>> start THE RECORDS
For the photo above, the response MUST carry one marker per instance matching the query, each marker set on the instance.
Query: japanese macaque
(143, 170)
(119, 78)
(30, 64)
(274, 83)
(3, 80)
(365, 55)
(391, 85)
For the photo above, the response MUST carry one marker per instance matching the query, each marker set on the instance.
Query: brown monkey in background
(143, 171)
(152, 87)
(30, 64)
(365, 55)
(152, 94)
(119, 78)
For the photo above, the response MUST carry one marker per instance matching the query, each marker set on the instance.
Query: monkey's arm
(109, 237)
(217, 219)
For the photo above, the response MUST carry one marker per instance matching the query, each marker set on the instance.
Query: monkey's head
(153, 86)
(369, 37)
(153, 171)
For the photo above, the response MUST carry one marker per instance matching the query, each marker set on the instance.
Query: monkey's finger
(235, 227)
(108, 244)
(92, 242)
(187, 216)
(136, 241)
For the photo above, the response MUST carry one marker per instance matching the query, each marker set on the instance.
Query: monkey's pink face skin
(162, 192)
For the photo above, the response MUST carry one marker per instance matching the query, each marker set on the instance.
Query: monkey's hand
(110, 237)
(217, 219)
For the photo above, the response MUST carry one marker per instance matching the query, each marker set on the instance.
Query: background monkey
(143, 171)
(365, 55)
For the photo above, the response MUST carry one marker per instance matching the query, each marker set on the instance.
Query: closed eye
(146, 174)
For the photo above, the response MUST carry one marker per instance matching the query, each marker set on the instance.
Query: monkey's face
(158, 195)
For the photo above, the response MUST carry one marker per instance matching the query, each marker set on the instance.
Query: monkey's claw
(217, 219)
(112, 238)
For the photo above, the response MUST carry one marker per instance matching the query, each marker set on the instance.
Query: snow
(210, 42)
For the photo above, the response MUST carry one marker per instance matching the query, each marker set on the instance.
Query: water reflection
>> end THE RECORDS
■ **OBJECTIVE**: Extract every line of the listing above that contains the word "monkey", treating uppercase and lowercase as different.

■ **FULL OUTPUT**:
Query: brown monkey in background
Query: monkey's arm
Query: monkey's head
Query: monkey's finger
Query: monkey's pink face skin
Query: monkey's hand
Query: background monkey
Query: monkey's face
Query: monkey's claw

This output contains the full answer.